Dataset entries:
━━━

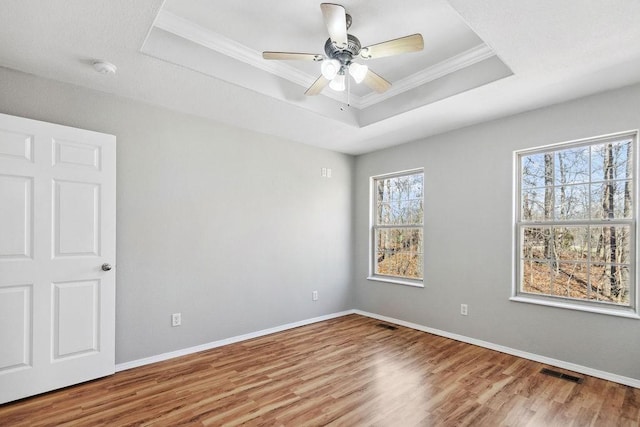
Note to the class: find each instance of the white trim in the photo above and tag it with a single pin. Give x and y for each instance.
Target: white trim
(231, 340)
(630, 311)
(397, 281)
(188, 30)
(441, 69)
(631, 382)
(575, 304)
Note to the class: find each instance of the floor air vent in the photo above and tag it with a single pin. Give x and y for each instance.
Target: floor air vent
(384, 325)
(561, 375)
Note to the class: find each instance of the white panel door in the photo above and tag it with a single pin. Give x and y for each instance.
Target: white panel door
(57, 244)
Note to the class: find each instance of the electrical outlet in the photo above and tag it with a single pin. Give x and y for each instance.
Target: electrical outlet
(176, 319)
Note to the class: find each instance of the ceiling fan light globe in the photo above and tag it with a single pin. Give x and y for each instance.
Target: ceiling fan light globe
(358, 71)
(330, 68)
(338, 83)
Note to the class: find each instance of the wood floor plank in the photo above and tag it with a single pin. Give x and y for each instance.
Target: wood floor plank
(347, 371)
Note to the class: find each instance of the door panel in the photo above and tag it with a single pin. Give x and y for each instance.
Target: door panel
(75, 314)
(16, 216)
(15, 309)
(57, 227)
(76, 219)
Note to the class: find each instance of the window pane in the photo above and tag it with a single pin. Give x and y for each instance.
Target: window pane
(399, 200)
(611, 161)
(571, 202)
(534, 242)
(610, 283)
(571, 166)
(571, 243)
(584, 196)
(399, 252)
(570, 280)
(532, 170)
(532, 204)
(536, 277)
(611, 200)
(611, 244)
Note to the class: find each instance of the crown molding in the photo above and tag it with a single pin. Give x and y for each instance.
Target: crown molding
(441, 69)
(188, 30)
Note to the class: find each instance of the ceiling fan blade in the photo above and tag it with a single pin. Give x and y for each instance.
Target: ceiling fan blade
(412, 43)
(317, 86)
(375, 82)
(335, 18)
(292, 55)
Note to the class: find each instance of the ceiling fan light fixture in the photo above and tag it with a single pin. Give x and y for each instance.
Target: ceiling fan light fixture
(358, 71)
(330, 68)
(338, 83)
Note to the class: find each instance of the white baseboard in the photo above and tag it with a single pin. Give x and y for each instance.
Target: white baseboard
(632, 382)
(190, 350)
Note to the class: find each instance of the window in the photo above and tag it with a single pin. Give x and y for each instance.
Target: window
(576, 225)
(397, 225)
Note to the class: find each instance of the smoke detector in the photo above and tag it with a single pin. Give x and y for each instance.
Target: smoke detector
(104, 67)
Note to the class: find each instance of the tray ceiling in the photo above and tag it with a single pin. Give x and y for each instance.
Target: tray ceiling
(483, 59)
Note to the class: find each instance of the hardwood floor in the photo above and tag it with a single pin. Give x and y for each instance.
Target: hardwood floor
(347, 371)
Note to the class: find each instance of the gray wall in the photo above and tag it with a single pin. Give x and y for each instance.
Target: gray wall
(231, 228)
(468, 237)
(235, 229)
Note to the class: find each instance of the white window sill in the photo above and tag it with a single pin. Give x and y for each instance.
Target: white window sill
(611, 311)
(397, 281)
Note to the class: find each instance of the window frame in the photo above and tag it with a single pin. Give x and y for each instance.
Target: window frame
(601, 307)
(373, 227)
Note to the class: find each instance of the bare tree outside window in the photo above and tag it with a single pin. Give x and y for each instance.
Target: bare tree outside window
(576, 222)
(397, 226)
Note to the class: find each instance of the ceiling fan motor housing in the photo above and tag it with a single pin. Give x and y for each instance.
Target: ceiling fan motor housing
(346, 54)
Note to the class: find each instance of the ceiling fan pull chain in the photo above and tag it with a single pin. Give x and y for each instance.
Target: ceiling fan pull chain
(348, 89)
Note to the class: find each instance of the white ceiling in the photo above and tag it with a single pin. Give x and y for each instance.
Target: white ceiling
(528, 55)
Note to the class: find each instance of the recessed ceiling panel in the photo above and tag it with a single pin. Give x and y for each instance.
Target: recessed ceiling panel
(225, 40)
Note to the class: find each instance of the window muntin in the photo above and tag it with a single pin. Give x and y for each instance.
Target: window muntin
(397, 227)
(576, 228)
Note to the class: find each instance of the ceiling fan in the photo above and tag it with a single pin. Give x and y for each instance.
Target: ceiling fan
(340, 51)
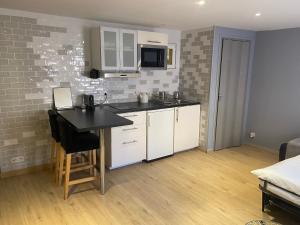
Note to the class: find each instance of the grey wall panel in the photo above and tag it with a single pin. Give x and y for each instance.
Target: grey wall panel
(274, 111)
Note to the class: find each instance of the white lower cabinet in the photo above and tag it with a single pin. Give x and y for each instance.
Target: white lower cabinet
(127, 144)
(153, 134)
(186, 128)
(160, 133)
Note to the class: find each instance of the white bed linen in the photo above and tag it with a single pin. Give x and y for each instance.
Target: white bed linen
(285, 174)
(281, 193)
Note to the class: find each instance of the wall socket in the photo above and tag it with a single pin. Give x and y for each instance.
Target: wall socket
(17, 159)
(252, 135)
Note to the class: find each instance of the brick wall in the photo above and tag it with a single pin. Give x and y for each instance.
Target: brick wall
(39, 52)
(195, 72)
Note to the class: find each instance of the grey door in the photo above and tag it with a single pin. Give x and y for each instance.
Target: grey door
(232, 92)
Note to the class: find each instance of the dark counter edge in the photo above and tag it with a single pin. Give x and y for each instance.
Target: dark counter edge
(122, 121)
(148, 107)
(142, 107)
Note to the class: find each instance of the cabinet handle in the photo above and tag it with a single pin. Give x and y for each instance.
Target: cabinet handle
(130, 129)
(154, 41)
(130, 116)
(129, 142)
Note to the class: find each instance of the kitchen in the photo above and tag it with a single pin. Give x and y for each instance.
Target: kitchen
(162, 126)
(61, 52)
(154, 129)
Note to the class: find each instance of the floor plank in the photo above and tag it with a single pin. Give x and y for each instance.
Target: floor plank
(190, 188)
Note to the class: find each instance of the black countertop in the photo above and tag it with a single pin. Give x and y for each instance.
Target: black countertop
(151, 105)
(86, 120)
(105, 116)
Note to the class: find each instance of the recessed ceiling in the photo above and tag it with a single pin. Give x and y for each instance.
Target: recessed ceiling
(179, 14)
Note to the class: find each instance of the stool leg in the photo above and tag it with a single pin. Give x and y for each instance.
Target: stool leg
(67, 176)
(53, 147)
(94, 162)
(90, 162)
(61, 165)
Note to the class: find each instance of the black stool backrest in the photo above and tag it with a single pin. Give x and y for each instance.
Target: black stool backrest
(54, 125)
(66, 134)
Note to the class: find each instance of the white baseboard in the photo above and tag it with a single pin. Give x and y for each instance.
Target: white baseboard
(275, 151)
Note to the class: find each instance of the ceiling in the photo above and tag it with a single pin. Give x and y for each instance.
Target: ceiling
(178, 14)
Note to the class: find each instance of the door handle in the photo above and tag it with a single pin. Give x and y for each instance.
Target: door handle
(129, 142)
(130, 116)
(148, 120)
(130, 129)
(153, 41)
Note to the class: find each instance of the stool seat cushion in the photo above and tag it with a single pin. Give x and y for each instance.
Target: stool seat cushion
(73, 141)
(85, 141)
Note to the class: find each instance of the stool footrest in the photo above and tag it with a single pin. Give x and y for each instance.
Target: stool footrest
(82, 180)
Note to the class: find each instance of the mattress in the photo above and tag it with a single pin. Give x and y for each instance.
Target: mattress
(289, 196)
(284, 174)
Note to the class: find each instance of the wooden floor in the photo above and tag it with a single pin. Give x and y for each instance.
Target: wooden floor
(189, 188)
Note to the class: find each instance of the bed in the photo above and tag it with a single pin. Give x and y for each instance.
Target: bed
(280, 183)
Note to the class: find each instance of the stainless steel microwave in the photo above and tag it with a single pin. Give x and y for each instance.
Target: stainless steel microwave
(152, 57)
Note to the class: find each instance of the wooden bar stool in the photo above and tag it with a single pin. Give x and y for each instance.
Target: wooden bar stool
(55, 142)
(73, 142)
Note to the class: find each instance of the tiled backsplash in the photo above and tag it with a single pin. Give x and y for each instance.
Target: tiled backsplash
(39, 52)
(195, 69)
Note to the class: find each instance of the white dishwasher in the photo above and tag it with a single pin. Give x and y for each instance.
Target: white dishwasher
(160, 133)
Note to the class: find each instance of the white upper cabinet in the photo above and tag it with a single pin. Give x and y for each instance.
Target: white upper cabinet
(114, 49)
(128, 50)
(110, 49)
(187, 127)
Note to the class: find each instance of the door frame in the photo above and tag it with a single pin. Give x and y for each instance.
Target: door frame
(221, 33)
(219, 85)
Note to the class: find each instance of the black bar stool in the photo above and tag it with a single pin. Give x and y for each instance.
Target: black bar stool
(55, 142)
(75, 142)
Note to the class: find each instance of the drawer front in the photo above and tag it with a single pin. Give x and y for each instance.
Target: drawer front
(128, 152)
(128, 133)
(136, 117)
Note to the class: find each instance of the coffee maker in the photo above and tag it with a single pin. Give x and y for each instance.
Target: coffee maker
(88, 101)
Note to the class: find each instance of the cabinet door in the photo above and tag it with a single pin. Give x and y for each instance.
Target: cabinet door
(187, 128)
(128, 50)
(160, 133)
(110, 48)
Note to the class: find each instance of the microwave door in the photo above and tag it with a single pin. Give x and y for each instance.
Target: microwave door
(152, 57)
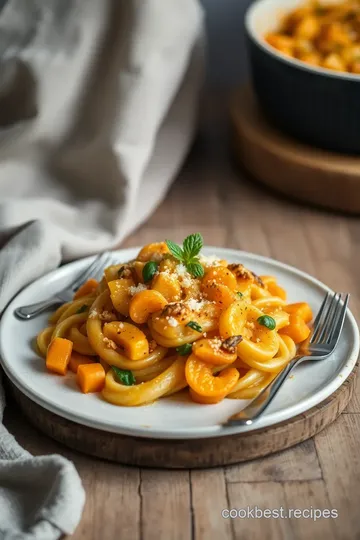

━━━

Within the data above, the span starting at the line containing "Note to the class: find each instance of the white dishwasher" and ending at the line containing "Note to the class: find each instance of the drawer" is to be retyped exactly, with no other lines.

TASK RESULT:
Note to the class: find each instance of the white dishwasher in the photo above and tag it with a single pin. Give x and y for each instance.
Target: white dishwasher
(160, 133)
Note to the class: find each instance of the white upper cabinet in the photo above and tag it with a single pin. Give x and y for each instance.
Target: white upper cabinet
(114, 49)
(128, 50)
(110, 49)
(187, 127)
Note to the class: find each instance of the door frame in the photo above and tag it with a single pin. Give x and y for each instance.
Target: door frame
(221, 33)
(219, 85)
Note to the class: find each instance of the black bar stool in the photo above and tag it with a single pin. Give x and y for each instance.
Target: black bar stool
(55, 142)
(75, 142)
Note to the class: find each instance of the drawer front in the photo above and tag it with a single pin. Give x and y for each instance.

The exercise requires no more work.